-- 目標 --
以下のエントリーをすべて書き直してください。その際、「drop a marker」をすべて「place a point」に置き換え、ほかは一切変えないこと。

-- 記録 --
..............................

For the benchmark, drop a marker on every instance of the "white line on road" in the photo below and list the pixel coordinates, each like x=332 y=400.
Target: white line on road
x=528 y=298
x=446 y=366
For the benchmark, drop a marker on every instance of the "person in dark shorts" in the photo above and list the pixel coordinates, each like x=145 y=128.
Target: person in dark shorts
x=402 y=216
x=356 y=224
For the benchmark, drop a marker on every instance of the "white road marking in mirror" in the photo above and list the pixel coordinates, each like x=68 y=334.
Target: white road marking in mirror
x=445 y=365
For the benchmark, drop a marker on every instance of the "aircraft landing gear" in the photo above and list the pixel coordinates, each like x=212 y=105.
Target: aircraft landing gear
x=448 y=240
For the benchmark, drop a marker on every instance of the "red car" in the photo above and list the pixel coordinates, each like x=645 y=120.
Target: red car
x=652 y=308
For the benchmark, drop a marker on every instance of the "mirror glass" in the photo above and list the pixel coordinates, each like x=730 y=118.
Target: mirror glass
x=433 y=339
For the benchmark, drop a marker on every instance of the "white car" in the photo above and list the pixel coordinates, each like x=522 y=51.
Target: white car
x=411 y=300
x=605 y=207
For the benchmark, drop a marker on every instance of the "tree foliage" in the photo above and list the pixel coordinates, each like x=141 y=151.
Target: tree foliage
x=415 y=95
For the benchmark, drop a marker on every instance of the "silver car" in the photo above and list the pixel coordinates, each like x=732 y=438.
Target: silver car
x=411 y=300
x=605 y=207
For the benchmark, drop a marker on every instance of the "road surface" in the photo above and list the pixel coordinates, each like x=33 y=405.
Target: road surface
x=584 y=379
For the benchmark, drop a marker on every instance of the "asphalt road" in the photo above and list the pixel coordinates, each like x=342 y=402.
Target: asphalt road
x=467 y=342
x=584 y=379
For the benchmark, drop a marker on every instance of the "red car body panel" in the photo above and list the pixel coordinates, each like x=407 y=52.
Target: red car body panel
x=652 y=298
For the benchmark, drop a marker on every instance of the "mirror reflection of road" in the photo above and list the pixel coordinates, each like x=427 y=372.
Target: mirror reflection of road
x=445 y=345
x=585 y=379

..............................

-- 演習の解答 --
For the benchmark, place a point on every instance of the "white line on road" in the photo below and list the pixel coordinates, each like x=332 y=400.
Target: white line on road
x=528 y=298
x=446 y=366
For the benchmark, place a point on every instance of the "person in dark shorts" in the photo above and list the pixel coordinates, each like x=145 y=128.
Target: person in dark shorts
x=402 y=216
x=356 y=224
For the benchmark, place a point on every instance of the "white road marking in mirror" in the photo above and list the pixel coordinates, each like x=68 y=334.
Target: white road marking in mirror
x=445 y=365
For the benchmark, place a point on every instance of the "aircraft landing gear" in the photo above and list the pixel coordinates, each like x=212 y=105.
Target: aircraft landing gear
x=448 y=240
For the benchmark, place a point on every instance of the "red car" in the photo above and list the pixel coordinates, each like x=645 y=120.
Target: red car
x=652 y=308
For the benchmark, place a point on every instance of the "mirror glass" in the photo above and list the pixel coordinates, each like x=730 y=118.
Target: mirror glass
x=433 y=339
For the benchmark, place a point on every instance of the "white car" in the photo above and list the pixel coordinates, each like x=522 y=51.
Target: white car
x=411 y=300
x=605 y=207
For the benchmark, place a point on every instance of the "tree foliage" in the photo above and list the pixel coordinates, each like x=141 y=151.
Target: tree foliage
x=415 y=95
For the benchmark, place a point on every instance of the "silver car" in the photo above and list the pixel coordinates, each like x=732 y=438.
Target: silver car
x=411 y=300
x=605 y=207
For the benchmark, place a point on every instance of the "road surface" in the photo above and list the pixel coordinates, each like x=33 y=405.
Target: road surface
x=584 y=379
For the benchmark, place a point on every instance of the "asphalt road" in the photo above and list the pixel coordinates, each like x=342 y=402.
Target: asphalt road
x=467 y=342
x=584 y=379
For the benchmark, place a point on every instance of the "red car body panel" in the photo above and list the pixel coordinates, each like x=407 y=52.
Target: red car body panel
x=652 y=298
For the benchmark, place a point on every instance of the "mirror reflection of road" in the photo above and list the pixel coordinates, each like x=427 y=372.
Target: mirror reflection of road
x=445 y=345
x=585 y=379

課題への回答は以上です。